FONTE:
"""

85.      As sugestões da Irlanda relativas à eventual distinção entre a condução de um veículo em terreno particular e na via pública já foram acima abordadas (40). Quanto a outros eventuais casos de interpretação indevidamente ampla da obrigação de segurar, suscetível de afetar um grande número de pessoas e de levar a resultados não pretendidos e inaceitáveis, os argumentos da Irlanda ficaram, de certo modo, por desenvolver.

86.      De qualquer modo, como o Tribunal de Justiça já afirmou, um dos dois objetivos das diretivas é a proteção das vítimas. A imposição de uma ampla exigência de seguro obrigatório contribui para essa finalidade. A alternativa é, pelo menos em caso de insolvência da pessoa responsável pelo acidente, as vítimas de acidentes causados por veículos sem seguro poderem ficar sem qualquer indemnização. Não encontro nada na Primeira Diretiva, ou em qualquer outro lado, que sustente a ideia de que o legislador pretendeu que o custo do risco fosse repartido desse modo por defeito. Pelo contrário, o artigo 4.o da Primeira Diretiva inclui derrogações expressas que permitem que o custo do risco seja imputado aos organismos de indemnização nos casos específicos identificados pelos Estados‑Membros (41).

"""

EXCERTOS DE DADOS:
"""

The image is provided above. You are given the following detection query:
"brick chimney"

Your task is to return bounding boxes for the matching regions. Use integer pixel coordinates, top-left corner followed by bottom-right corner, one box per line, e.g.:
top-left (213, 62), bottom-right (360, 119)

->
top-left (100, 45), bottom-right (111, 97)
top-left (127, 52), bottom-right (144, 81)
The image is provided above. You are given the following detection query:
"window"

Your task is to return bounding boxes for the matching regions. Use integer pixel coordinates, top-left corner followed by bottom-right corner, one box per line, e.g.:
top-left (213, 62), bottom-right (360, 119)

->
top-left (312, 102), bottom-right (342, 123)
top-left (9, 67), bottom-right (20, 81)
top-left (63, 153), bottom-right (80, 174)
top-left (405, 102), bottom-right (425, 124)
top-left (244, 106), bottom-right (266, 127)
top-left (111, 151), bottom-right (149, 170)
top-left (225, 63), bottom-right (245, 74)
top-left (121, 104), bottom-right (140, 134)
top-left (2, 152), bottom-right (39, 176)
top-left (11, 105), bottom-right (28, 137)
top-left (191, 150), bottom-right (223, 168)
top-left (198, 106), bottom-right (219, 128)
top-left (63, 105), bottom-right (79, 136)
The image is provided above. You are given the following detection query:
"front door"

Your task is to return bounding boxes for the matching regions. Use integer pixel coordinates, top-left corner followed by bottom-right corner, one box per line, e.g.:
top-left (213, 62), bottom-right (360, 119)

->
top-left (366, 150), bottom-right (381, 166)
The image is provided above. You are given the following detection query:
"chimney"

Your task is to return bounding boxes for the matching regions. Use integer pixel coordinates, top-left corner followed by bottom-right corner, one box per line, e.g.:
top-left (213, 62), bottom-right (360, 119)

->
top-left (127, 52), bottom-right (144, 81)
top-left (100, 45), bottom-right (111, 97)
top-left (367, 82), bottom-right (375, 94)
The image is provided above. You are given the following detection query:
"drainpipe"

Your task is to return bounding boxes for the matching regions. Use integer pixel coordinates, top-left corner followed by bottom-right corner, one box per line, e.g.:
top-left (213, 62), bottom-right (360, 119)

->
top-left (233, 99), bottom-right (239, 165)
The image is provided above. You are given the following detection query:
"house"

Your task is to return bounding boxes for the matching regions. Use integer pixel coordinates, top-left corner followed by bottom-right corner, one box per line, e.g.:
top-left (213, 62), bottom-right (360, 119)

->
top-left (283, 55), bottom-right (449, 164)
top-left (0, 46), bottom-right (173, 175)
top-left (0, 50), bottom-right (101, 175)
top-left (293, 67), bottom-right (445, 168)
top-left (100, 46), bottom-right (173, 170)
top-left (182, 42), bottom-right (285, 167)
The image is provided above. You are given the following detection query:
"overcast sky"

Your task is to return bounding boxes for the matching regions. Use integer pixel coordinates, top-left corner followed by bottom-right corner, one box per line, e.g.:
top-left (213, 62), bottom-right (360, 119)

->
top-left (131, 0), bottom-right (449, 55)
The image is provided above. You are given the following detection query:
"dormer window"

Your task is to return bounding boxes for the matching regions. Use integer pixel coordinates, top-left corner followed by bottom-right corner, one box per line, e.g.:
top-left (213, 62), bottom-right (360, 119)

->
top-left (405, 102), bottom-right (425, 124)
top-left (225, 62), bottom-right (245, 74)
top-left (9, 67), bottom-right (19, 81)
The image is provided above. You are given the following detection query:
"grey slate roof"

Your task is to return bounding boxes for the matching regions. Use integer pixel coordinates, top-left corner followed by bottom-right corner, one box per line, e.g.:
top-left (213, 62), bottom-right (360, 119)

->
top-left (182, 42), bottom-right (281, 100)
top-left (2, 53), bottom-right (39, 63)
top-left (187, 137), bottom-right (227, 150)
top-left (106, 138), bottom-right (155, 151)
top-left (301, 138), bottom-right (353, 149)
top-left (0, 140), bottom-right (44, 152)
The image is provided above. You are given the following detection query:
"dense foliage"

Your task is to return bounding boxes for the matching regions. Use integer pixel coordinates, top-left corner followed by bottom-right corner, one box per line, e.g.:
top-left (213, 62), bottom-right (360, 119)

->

"""

TAREFAS:
1 - Para cada afirmação abaixo, indica se está de acordo com a fonte sobre o seguro obrigatório e responde sim ou não, citando as palavras do texto que decidem a resposta: (a) Um dos objetivos das diretivas é a proteção das vítimas. (b) O artigo 4.o da Primeira Diretiva não prevê derrogações. (c) Os argumentos da Irlanda foram plenamente desenvolvidos.
2 - Responde, com base na fonte sobre o seguro obrigatório:
(a) Que país fez sugestões sobre a distinção entre a condução em terreno particular e na via pública?
(b) Pelo menos em caso de insolvência do responsável pelo acidente, o que pode acontecer às vítimas de acidentes causados por veículos sem seguro?
(c) A quem as derrogações do artigo 4.o da Primeira Diretiva permitem imputar o custo do risco?
3 - Retoma a fonte sobre o seguro obrigatório de veículos a partir do ponto em que termina.

RESPOSTAS AO EXERCÍCIO:
1 -
(a) Sim: "um dos dois objetivos das diretivas é a proteção das vítimas".
(b) Não: "o artigo 4.o da Primeira Diretiva inclui derrogações expressas".
(c) Não: "os argumentos da Irlanda ficaram, de certo modo, por desenvolver".

2 -
(a) A Irlanda.
(b) Podem ficar sem qualquer indemnização.
(c) Aos organismos de indemnização, nos casos específicos identificados pelos Estados‑Membros.

3 -
87.      Acrescento que, pelo menos em certa medida, a interpretação mais restrita do conceito de «circulação de veículos» e da obrigação de segurar preconizada pela Irlanda e pelo Governo do Reino Unido parece basear‑se na ideia de que as circunstâncias factuais específicas de algumas situações implicam uma probabilidade de acidente significativamente reduzida. Por essa razão, a ilação que retiram é a de que, nessas situações, não existe necessidade de seguro obrigatório. A Irlanda refere‑se, por exemplo, a veículos guardados temporariamente numa estrutura de armazenamento em terreno particular ou expostos num revendedor.

88.      Admito que, em tais situações, o veículo não represente o mesmo risco que um veículo que seja conduzido na estrada diariamente. Contudo, a possibilidade de o automóvel ser conduzido, por exemplo, sendo deslocado no pátio do comerciante, significa que o risco, apesar de reduzido, existe. Não descortino como é possível, por interpretação judicial do conceito de «circulação», detetar nas diretivas relativas ao seguro automóvel algum tipo de limiar de risco (42) que leve à conclusão de que não existe obrigação de segurar. Na minha opinião, o setor económico do seguro automóvel ou, se e na medida do necessário, a legislação pública de regulação do mercado do seguro automóvel podem claramente lidar melhor e de forma mais adequada com tais distinções. Por exemplo, sabemos que, nalguns Estados‑Membros, a obrigação de seguro é extremamente ampla, mas, nos casos em que o veículo, na prática, não seja conduzido, os prémios de seguro são, consequentemente, muito baixos. As seguradoras podem igualmente cobrar prémios diferentes com base na quilometragem, ou usar outros meios que permitam uma diferenciação razoável nos prémios que adeque o âmbito e a extensão da «circulação» ao tipo de risco potencial envolvido.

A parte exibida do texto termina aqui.